THE DATA =>
────────────────────────────────────────

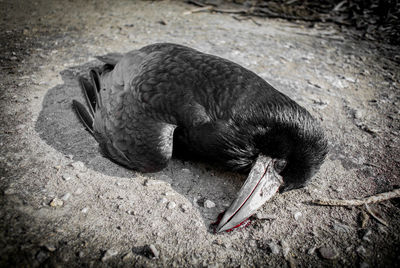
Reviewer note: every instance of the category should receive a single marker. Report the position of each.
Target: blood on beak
(261, 185)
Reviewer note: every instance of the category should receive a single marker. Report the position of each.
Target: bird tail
(91, 91)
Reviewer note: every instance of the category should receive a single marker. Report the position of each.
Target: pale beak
(261, 185)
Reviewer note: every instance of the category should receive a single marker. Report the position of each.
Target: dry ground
(110, 216)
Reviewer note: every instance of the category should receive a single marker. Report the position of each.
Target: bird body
(147, 103)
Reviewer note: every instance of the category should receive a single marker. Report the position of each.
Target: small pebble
(9, 191)
(184, 208)
(311, 251)
(41, 256)
(361, 250)
(274, 248)
(154, 251)
(163, 200)
(85, 210)
(209, 204)
(185, 170)
(297, 215)
(56, 202)
(66, 177)
(128, 257)
(78, 165)
(66, 197)
(328, 253)
(152, 182)
(50, 247)
(79, 191)
(285, 249)
(171, 205)
(263, 216)
(109, 254)
(366, 236)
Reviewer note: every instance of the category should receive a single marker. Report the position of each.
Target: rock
(151, 182)
(340, 227)
(366, 236)
(311, 251)
(41, 256)
(328, 253)
(163, 200)
(9, 191)
(78, 165)
(109, 254)
(209, 204)
(78, 191)
(185, 170)
(361, 250)
(184, 208)
(262, 216)
(171, 205)
(85, 210)
(128, 257)
(50, 247)
(297, 215)
(66, 197)
(154, 251)
(56, 202)
(66, 177)
(285, 249)
(275, 249)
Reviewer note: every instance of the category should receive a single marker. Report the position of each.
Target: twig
(196, 10)
(376, 217)
(358, 202)
(243, 17)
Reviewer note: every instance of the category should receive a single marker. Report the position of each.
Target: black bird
(164, 97)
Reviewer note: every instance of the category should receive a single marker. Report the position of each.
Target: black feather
(95, 77)
(83, 115)
(90, 94)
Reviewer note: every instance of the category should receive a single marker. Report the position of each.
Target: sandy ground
(62, 203)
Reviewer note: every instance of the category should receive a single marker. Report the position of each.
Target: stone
(66, 177)
(66, 197)
(328, 253)
(85, 210)
(109, 254)
(154, 251)
(209, 204)
(275, 249)
(56, 203)
(297, 215)
(171, 205)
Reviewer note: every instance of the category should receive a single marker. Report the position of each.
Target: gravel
(42, 142)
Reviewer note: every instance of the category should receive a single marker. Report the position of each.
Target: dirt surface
(63, 203)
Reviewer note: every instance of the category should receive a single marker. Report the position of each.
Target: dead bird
(164, 98)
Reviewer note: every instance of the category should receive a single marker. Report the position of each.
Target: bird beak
(260, 186)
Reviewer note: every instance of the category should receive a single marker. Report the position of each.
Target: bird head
(287, 156)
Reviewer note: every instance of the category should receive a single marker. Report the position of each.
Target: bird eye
(279, 165)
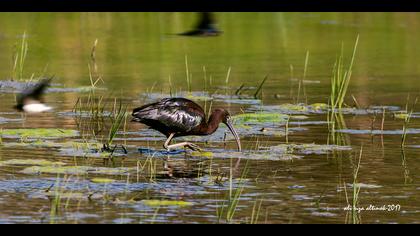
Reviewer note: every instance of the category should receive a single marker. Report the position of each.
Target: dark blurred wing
(175, 113)
(34, 92)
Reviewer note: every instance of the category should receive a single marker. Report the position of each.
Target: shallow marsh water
(293, 178)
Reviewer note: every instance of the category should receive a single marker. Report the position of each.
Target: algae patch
(307, 149)
(39, 133)
(102, 180)
(153, 203)
(30, 162)
(77, 170)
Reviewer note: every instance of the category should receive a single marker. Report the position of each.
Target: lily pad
(39, 133)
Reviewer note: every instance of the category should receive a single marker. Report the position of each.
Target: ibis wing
(34, 92)
(172, 113)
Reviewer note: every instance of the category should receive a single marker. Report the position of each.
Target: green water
(136, 55)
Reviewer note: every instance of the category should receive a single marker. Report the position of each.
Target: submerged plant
(19, 58)
(406, 122)
(340, 79)
(229, 206)
(355, 214)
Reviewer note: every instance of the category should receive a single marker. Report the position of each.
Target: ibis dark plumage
(206, 26)
(175, 117)
(30, 99)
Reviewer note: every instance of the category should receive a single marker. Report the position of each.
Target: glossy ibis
(30, 99)
(175, 117)
(206, 26)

────────────────────────────────────────

DIRECTIONS FOR THIS TASK =>
Pictures in the listing above must be skipped; everything else should be copied exactly.

EXERCISE RESULT =>
Reviewer note: every instance of the category should receive a single marker. Report the position of each.
Target: blood on beak
(261, 185)
Reviewer note: every instance of the category should receive a single marker. Report the position of each.
Target: bird tail
(91, 91)
Reviewer note: every instance of the category should receive a single marker. Report the position of each.
Target: pale beak
(261, 185)
Reviewer note: every instance of the category should receive a single marker. Report the position of each.
Target: dry ground
(110, 216)
Reviewer note: every instance of the category should receive a single marker. Report the position of each.
Target: bird body
(147, 103)
Reviewer note: every instance of the category should receive a single marker. Report the position of each.
Target: small pebble
(9, 191)
(184, 208)
(311, 251)
(41, 256)
(361, 250)
(274, 248)
(154, 251)
(163, 200)
(85, 210)
(209, 204)
(185, 170)
(297, 215)
(56, 202)
(66, 177)
(128, 257)
(78, 165)
(66, 197)
(328, 253)
(152, 182)
(50, 247)
(79, 191)
(285, 249)
(171, 205)
(263, 216)
(109, 254)
(366, 236)
Reviewer note: every instance of the category should receive a single marker. Report the position of each.
Target: rock
(151, 182)
(340, 227)
(366, 236)
(311, 251)
(41, 256)
(328, 253)
(163, 200)
(9, 191)
(78, 165)
(109, 254)
(209, 204)
(78, 191)
(185, 170)
(361, 250)
(184, 208)
(262, 216)
(171, 205)
(85, 210)
(128, 257)
(50, 247)
(297, 215)
(66, 197)
(154, 251)
(56, 202)
(66, 177)
(285, 249)
(275, 249)
Reviewer note: every instance of the category should receive a single marker. Report the position of each.
Target: twig
(196, 10)
(376, 217)
(358, 202)
(243, 17)
Reviewer note: every instance of the category should receive a single marker. Report the position of each.
Target: black bird
(164, 97)
Reviewer note: every instance of the category should receive a single marker. Report the position of each.
Target: black feather
(95, 77)
(83, 115)
(90, 94)
Reviewer note: every instance of the category should receive a single marker. Report the position of each.
Target: sandy ground
(62, 203)
Reviewer note: every instance of the category should receive a single marker. Report the position of each.
Target: stone
(66, 177)
(66, 197)
(328, 253)
(85, 210)
(109, 254)
(154, 251)
(209, 204)
(275, 249)
(56, 203)
(297, 215)
(171, 205)
Reviewer note: every instance of the category should receive a single marker. Report the position of each.
Target: gravel
(42, 142)
Reviewer note: every instance of the category should receive a single marker. Report the position of each.
Target: dirt surface
(63, 203)
Reviewer note: every instance of the category should receive a single marker. Report the position of each.
Target: dead bird
(164, 98)
Reviewer note: every instance of the category should receive a single marker. Report the position of each.
Target: bird beak
(260, 186)
Reviewer note: every instance of the category should receive a single marker. Report the position of each.
Target: bird head
(287, 156)
Reviewer note: every instance of the category should receive a single marker. Report the position of each.
Target: bird eye
(279, 165)
Reviewer note: every instance of the category should receive a single marker. Report the position of each.
Target: dark blurred wing
(175, 113)
(34, 92)
Reviewer note: every instance of the category should receive a single marker. Report the position of each.
Target: shallow marsh water
(293, 178)
Reviewer note: every instance of the category should receive a single marker. Report the position of each.
Target: algae patch
(307, 149)
(39, 133)
(102, 180)
(153, 203)
(30, 162)
(77, 170)
Reviewer note: every instance of the category should receive a single marker. Report the position of each.
Target: lily pad
(39, 133)
Reviewer note: every instance of the category should receive a single marker. Report the position of each.
Target: ibis wing
(34, 92)
(172, 113)
Reviewer note: every instance of the category should receive a single marker. Report the position of each.
Target: green water
(136, 55)
Reviewer note: every instance of the category should receive a single marker. Report the position of each.
Target: submerged plant
(19, 58)
(406, 122)
(340, 79)
(229, 206)
(355, 214)
Reviewer note: every instance of the category should receive a single marker. Report the position of each.
Target: ibis dark plumage
(206, 26)
(175, 117)
(30, 99)
Reviewer note: every instance of the category should receive a single marker. Report the position of each.
Target: glossy ibis
(30, 99)
(175, 117)
(206, 26)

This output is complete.